[Labs-l] Scripts which adds template to articles created by ContentTranslation tool do not work on the grid

Martin Urbanec martin.urbanec at wikimedia.cz
Sat Jun 17 09:19:38 UTC 2017


Thank you all! I've added export LC_ALL=en_US.UTF-8 to my launch bash
script and all works correctly.

Best,
Martin

so 17. 6. 2017 v 11:15 odesílatel Merlijn van Deen (valhallasw) <
valhallasw at arctus.nl> napsal:

> Hi all,
>
> This is a combination of a Python 3 design choice (PEP 383 [1]) and T60786
> [2]. What happens is the following:
>
> 1) The locale is set to a encoding that cannot decode certain bytes -- for
> example, ASCII, which can only decode bytes < 128.
> 2) Python is started with a command line parameter that contains a byte >
> 128 (\x80), for example, "ř' when UTF-8 encoded is represented by two
> bytes: \xc5\x99. Both of these are > \x80, and can therefore not be
> interpreted as ASCII
> 3) Python3 needs to somehow decode these bytes into a text string. But
> there is no valid way to do so! Instead of complaining loudly with a
> UnicodeDecodeError, Python3 embeds the bytes as 'fake characters' in the
> string -- as described in PEP 383.
> \xc5\x59 is therefore now suddenly decoded as "'\udcc5\udc99".  instead of
> "ř".
> 4) Pywikibot tries to encode these characters using utf-8, but they are
> fake characters, and the .encode step blows up.
>
> A simple way to reproduce this is the following:
>
> valhallasw at tools-bastion-03:~/ucm$ cat test.py
> import sys
> encoded = sys.argv[1].encode('utf-8')
>
> valhallasw at tools-bastion-03:~/ucm$ LC_ALL=C python3 test.py řeklad
> Traceback (most recent call last):
>   File "test.py", line 2, in <module>
>     encoded = sys.argv[1].encode('utf-8')
> UnicodeEncodeError: 'utf-8' codec can't encode character '\udcc5' in
> position 0: surrogates not allowed
>
> This should be fixed in future Python versions (likely 3.7), when PEP540
> [3] is implemented.
>
> As for the current situation, the simplest solution is to add  'export
> LC_ALL=en_US.UTF-8' to your script, before the 'python ...' line.

## Listed entries:
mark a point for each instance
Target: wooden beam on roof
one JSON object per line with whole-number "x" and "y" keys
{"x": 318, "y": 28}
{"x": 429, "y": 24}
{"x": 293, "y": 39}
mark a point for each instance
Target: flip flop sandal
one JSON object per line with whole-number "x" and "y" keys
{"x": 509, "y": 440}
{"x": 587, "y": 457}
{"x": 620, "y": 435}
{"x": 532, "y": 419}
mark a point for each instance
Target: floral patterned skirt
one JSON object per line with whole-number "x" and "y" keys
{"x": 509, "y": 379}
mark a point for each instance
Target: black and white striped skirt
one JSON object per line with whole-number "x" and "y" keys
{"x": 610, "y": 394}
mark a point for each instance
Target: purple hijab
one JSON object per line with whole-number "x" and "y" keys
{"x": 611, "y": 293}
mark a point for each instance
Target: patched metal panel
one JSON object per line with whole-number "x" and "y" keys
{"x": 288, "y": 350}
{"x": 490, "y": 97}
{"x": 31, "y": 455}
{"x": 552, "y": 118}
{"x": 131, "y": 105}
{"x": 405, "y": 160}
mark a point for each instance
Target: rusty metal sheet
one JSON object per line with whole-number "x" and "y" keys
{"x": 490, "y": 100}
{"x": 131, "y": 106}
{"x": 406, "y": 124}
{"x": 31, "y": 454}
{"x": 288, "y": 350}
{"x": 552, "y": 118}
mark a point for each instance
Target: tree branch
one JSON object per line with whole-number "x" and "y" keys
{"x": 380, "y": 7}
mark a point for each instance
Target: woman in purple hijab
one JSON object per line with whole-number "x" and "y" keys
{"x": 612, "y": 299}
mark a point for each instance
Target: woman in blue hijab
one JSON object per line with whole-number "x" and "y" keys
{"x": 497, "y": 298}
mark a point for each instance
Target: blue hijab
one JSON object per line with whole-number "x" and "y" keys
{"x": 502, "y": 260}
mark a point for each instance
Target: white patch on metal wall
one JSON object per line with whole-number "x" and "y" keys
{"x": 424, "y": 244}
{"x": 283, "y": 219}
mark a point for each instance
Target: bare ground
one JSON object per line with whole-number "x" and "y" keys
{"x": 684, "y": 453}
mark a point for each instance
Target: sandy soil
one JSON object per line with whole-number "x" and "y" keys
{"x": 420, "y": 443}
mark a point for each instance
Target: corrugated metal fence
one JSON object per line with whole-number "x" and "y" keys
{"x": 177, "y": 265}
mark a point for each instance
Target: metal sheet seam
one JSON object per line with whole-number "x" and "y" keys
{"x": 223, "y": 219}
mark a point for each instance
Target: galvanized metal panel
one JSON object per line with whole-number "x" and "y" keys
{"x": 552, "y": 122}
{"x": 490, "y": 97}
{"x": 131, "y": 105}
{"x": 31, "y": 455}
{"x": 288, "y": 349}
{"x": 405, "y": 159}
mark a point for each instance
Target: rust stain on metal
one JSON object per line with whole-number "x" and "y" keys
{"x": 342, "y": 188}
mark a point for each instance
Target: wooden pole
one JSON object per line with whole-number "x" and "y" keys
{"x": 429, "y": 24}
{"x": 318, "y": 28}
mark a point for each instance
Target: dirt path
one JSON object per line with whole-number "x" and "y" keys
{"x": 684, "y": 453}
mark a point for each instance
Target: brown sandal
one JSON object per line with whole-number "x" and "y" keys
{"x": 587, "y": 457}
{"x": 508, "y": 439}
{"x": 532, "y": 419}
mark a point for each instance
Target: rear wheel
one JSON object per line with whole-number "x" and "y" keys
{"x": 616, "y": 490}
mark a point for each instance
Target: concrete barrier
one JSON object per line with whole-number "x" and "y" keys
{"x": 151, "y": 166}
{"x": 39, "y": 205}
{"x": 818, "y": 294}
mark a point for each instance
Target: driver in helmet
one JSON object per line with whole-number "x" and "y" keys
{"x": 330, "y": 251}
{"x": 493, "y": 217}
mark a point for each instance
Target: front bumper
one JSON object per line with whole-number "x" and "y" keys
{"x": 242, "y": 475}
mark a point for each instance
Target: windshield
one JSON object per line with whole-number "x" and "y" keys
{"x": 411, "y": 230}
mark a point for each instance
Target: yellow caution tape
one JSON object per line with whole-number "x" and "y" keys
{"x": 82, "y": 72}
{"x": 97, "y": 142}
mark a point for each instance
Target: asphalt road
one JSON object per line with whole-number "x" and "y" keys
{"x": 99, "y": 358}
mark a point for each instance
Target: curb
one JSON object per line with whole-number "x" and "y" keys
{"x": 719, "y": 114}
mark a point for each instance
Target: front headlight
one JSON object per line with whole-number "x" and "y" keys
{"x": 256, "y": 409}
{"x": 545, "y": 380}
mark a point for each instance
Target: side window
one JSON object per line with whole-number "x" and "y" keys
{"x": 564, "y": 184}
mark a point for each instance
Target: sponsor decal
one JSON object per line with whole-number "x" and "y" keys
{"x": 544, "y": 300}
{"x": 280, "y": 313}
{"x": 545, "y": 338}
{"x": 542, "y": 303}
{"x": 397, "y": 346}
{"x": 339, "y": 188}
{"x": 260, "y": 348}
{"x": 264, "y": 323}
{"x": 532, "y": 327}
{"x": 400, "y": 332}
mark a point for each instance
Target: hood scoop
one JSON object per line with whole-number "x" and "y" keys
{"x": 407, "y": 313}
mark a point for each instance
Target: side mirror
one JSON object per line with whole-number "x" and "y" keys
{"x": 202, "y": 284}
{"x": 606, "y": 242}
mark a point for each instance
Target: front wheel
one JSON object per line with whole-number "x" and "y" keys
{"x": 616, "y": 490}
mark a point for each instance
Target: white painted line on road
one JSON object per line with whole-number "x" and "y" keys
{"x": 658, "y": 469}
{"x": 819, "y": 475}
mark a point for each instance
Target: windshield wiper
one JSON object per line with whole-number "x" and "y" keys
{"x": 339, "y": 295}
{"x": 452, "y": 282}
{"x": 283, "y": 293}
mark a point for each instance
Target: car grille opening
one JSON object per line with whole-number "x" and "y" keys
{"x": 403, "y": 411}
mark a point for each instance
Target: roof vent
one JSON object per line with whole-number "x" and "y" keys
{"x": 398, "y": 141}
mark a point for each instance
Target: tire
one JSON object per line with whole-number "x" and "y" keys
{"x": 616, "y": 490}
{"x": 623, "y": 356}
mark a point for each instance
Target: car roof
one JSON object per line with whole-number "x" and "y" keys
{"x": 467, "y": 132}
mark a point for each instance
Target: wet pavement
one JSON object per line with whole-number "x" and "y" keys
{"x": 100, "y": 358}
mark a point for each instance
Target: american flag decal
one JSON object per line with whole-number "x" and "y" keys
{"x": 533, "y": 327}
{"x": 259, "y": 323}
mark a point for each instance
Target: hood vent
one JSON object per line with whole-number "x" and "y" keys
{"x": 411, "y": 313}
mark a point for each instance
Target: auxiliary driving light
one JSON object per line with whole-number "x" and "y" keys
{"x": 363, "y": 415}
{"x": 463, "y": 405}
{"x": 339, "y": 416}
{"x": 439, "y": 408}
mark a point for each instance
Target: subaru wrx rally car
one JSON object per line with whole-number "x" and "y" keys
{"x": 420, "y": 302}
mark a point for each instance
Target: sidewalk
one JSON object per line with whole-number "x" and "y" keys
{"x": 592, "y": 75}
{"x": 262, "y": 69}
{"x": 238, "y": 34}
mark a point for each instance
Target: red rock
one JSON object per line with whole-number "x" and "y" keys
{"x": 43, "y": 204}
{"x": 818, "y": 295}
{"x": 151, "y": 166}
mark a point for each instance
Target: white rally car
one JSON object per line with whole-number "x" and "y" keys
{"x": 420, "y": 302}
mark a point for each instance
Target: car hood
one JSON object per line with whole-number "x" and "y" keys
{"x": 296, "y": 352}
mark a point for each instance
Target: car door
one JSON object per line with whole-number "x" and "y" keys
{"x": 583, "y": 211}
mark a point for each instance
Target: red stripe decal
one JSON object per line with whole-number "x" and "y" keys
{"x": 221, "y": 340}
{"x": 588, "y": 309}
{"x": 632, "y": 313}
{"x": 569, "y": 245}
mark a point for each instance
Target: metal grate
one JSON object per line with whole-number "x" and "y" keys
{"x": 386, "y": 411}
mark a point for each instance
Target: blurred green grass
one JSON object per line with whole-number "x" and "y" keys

## Given task:
Reproduce the Labs-l message starting at "Martin Urbanec martin.urbanec" and ending at "all works correctly.", changing "launch" to "startup".

## Task answer:
Martin Urbanec martin.urbanec at wikimedia.cz
Sat Jun 17 09:19:38 UTC 2017


Thank you all! I've added export LC_ALL=en_US.UTF-8 to my startup bash
script and all works correctly.